EXERCISE TEXT ->
Inevitably, some of you will have conflicts with the scheduled exam times. We will arrange for alternative test times for those people who have sufficient cause. Sufficient cause includes exams scheduled at an overlapping time in another course, medical or family emergencies, or important religious holidays (however, we believe we have avoided all of those). Popular reasons that are not sufficient cause include having job interviews, having a plane ticket that you (or your parents) bought without consulting the schedule, having exams or assignments in other courses at nearby times, being behind in your reading, being tired, or being hung over. With the obvious exception of emergencies, you must arrange alternative exam times with me well in advance.


Being a teacher in the 21st century comes with the unique challenge of having to compete with the internet for student attention. Let's compare the classroom features of Josh Hug and the internet:

Josh Hug: Access to data structures and programming knowledge. Information is mostly transmitted continuously and at a fixed rate, with no capacity for pausing or repeating.

Internet: Access to the entire sum of human knowledge. Information can be accessed when and how you want. Pictures of dogs spotted in the wild available for viewing.

In short, it's tough to compete with a global telecommunications network that has specifically evolved to be as interesting as possible.

While I don't outright ban the use of internet connected devices in class, I ask that you keep usage to a minimum. This is particularly true for laptops.

PARTS OF THE EXERCISE ->
• 1. In the course policy text, which kind of device is singled out when students are asked to keep device use in class to a minimum?
• 2. Resume the course policy text after its last sentence, the one about laptops.

DATASET EXCERPTS ->
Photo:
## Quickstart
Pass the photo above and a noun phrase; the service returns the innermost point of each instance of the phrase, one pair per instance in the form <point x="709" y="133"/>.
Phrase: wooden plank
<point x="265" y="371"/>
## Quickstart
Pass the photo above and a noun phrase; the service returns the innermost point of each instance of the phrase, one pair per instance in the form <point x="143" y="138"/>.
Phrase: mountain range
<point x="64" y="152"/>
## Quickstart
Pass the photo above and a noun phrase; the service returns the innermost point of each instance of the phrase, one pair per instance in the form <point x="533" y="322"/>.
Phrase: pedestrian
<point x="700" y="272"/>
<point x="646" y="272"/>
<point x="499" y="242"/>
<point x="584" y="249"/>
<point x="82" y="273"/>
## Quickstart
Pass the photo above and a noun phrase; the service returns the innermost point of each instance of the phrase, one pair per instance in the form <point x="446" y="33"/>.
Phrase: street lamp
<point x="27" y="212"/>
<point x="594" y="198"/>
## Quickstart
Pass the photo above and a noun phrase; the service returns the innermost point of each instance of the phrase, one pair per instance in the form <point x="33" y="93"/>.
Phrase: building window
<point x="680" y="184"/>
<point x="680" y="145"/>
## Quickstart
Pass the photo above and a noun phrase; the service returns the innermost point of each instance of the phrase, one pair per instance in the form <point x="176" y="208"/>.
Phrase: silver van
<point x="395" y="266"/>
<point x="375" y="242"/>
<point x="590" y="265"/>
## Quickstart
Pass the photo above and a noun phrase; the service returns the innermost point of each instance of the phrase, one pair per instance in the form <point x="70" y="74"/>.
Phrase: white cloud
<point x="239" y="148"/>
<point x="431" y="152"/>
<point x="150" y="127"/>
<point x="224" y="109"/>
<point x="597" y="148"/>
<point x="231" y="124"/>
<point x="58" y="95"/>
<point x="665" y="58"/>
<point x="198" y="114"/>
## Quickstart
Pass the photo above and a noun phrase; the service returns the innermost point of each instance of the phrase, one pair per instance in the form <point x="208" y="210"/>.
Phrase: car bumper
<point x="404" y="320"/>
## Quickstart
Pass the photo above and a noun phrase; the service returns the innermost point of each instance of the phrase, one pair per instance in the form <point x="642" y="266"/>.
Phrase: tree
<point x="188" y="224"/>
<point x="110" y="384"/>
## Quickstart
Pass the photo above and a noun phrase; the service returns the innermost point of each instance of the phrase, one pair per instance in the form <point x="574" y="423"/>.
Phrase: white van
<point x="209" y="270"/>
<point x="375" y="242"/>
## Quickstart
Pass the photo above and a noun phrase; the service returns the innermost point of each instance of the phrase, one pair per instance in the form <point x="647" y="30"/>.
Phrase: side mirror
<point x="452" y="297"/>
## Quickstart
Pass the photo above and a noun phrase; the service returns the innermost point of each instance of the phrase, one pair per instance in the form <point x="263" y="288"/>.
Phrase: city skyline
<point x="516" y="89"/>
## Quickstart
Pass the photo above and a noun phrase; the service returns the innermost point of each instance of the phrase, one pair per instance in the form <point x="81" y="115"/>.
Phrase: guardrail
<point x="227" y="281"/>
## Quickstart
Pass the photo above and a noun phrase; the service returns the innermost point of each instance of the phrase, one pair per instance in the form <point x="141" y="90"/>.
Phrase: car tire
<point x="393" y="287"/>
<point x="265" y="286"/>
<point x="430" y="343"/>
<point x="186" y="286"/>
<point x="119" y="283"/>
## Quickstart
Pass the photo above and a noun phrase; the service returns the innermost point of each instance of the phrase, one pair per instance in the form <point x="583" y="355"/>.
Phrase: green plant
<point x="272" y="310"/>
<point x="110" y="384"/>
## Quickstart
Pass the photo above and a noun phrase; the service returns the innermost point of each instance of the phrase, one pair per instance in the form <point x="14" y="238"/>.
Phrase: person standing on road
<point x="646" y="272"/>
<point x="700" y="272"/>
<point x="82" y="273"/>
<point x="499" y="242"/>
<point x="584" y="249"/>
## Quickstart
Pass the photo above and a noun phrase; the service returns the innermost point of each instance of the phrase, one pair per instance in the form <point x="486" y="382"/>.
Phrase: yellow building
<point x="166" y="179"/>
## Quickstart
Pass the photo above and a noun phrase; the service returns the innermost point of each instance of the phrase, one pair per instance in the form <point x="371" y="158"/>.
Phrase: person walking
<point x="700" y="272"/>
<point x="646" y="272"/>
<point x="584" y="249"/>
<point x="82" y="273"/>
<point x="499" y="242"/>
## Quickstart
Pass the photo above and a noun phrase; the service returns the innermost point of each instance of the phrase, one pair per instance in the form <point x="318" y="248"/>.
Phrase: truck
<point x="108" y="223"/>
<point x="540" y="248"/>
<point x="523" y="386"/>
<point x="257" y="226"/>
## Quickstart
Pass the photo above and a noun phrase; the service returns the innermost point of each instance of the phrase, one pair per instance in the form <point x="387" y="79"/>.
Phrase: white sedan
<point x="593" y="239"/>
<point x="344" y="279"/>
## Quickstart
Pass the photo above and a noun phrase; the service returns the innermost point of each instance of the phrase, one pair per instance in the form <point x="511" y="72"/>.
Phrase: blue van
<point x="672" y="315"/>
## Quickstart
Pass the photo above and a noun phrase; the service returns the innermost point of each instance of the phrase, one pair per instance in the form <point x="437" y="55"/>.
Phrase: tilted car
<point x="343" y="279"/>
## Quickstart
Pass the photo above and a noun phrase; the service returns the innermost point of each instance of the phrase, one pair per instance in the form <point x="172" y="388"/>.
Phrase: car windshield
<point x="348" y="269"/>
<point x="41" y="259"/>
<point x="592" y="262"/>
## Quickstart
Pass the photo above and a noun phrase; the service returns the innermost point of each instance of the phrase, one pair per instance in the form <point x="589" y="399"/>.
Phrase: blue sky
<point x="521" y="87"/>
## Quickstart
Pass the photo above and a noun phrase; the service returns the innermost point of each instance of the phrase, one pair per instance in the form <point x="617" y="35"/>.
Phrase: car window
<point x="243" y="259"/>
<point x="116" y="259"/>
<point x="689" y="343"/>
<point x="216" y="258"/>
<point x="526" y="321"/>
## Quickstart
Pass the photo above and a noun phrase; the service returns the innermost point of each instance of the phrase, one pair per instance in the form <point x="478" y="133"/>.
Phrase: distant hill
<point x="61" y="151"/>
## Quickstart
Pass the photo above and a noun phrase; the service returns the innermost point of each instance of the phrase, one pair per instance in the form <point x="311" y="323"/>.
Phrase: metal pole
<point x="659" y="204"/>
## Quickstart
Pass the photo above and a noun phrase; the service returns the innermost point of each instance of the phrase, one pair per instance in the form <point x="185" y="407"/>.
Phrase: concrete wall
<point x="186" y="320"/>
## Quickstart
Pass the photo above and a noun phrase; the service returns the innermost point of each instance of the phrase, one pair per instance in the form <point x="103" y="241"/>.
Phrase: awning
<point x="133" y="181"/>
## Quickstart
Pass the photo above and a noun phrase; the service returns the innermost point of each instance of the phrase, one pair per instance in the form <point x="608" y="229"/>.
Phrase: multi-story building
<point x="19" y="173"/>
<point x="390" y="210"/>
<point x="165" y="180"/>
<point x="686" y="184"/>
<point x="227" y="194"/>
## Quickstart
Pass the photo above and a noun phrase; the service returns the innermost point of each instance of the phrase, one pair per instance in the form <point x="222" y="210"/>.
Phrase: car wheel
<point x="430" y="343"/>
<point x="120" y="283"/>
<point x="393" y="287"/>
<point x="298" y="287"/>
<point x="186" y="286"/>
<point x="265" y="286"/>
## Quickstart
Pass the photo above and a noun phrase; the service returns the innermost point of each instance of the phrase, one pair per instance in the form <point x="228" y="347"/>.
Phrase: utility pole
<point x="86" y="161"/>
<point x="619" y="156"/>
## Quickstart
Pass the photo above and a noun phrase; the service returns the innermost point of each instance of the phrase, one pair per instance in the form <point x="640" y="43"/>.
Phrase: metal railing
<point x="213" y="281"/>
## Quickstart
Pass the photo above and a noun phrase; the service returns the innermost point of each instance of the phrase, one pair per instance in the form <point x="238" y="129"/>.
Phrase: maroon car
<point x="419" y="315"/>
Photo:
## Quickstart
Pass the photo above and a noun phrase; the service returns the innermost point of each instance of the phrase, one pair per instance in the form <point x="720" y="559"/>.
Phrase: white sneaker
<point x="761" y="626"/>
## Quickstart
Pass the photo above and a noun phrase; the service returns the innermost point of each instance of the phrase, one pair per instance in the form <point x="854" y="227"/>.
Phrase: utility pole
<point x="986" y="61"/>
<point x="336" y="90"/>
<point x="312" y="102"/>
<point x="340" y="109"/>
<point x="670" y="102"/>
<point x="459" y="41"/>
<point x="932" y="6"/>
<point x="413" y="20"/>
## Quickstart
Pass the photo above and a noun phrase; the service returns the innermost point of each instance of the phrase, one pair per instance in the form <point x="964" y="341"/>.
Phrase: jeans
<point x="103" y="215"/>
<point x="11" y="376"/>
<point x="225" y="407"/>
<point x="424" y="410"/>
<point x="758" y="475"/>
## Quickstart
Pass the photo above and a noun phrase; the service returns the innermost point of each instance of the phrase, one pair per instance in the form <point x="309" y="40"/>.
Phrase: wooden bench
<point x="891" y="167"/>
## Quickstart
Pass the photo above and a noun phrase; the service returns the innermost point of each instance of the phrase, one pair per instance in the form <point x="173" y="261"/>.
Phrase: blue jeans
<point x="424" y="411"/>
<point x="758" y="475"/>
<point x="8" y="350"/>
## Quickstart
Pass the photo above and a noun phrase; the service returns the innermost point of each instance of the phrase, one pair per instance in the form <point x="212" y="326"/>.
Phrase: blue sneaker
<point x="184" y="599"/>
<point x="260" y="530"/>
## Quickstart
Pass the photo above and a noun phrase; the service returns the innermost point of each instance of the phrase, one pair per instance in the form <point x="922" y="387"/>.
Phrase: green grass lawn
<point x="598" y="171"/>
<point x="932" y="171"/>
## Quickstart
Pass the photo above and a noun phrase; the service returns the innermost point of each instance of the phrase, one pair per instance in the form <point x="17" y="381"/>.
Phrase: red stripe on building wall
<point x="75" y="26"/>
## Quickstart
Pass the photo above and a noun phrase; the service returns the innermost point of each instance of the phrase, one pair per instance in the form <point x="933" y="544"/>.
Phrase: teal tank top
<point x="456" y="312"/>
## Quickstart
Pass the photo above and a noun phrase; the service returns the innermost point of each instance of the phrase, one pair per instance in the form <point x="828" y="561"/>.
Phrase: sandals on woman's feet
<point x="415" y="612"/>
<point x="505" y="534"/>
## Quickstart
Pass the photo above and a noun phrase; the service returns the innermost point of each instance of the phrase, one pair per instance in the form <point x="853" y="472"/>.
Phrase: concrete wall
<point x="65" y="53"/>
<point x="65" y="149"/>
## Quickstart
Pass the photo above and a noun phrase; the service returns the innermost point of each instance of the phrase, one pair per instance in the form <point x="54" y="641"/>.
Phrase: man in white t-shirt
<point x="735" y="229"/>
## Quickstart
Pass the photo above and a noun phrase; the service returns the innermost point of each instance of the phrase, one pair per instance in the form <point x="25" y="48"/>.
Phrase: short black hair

ANSWERS TO THIS EXERCISE ->
• 1. Laptops.

• 2.
Policy on Collaboration and Cheating

I strongly encourage you to help each other on homework assignments and in labs. Ordinary homework and labs are not seriously graded: you get points for showing evidence of substantial effort. Naturally, though, it is in your best interest not to take advantage of this fact, and to treat homework seriously.

The four projects are individual efforts in this class (no partnerships). Feel free to discuss projects or pieces of them before doing the work. But you must complete and write up each project yourself. That is, feel free to discuss projects with each other, but be aware that we expect your work to be substantially different from that of all your classmates (in this or any other semester).

Copying and presenting another person's project or test work as your own constitutes cheating. Electronically submitted programs are particularly easy to check for copying or trivial changes, and we will be doing that. We will report any incident of cheating to my departmental chairman and to the Office of Student Conduct.

We realize that CS and EE programs at Berkeley are very intense, and that students are often under extraordinary pressure to make deadlines. But deadlines are a fact of life, and will persist after college. The trick is to get ahead of them. You can seek advice from the staff early if you feel yourself getting behind in something. Knowing where and how to get advice on things you don't understand is a skill everyone needs to succeed in the real world. Finally, those of you who are EECS freshmen and sophomores should realize that even a poor grade in one introductory class will have little effect on your final GPA; for you, there's even less to gain from yielding to temptation.


We will give no credit for written homework turned in after the deadline. Please do not beg and plead for exceptions; an individual assignment is worth too few points to justify any foot groveling (a comment that probably applies to individual test questions, as well). You can miss an assignment or two and still get your A+.

On programming projects, we are a tad more lenient. We'll penalize an assignment 5/12 percent (0.416 points) for each hour it is late, rounded off in some unspecified fashion. We'll give you some grace hours for free. They work like this: on the first project (project 0, 2048), you get 24 hours of additional time past the deadline before we start counting your project as late. On the second project, you also get up to 24 hours plus any leftover late time you had from the first project. Likewise, on the third project you get 24 hours, plus any remaining late time you didn't use for the second project. Any remaining time will be available for the fourth and final project.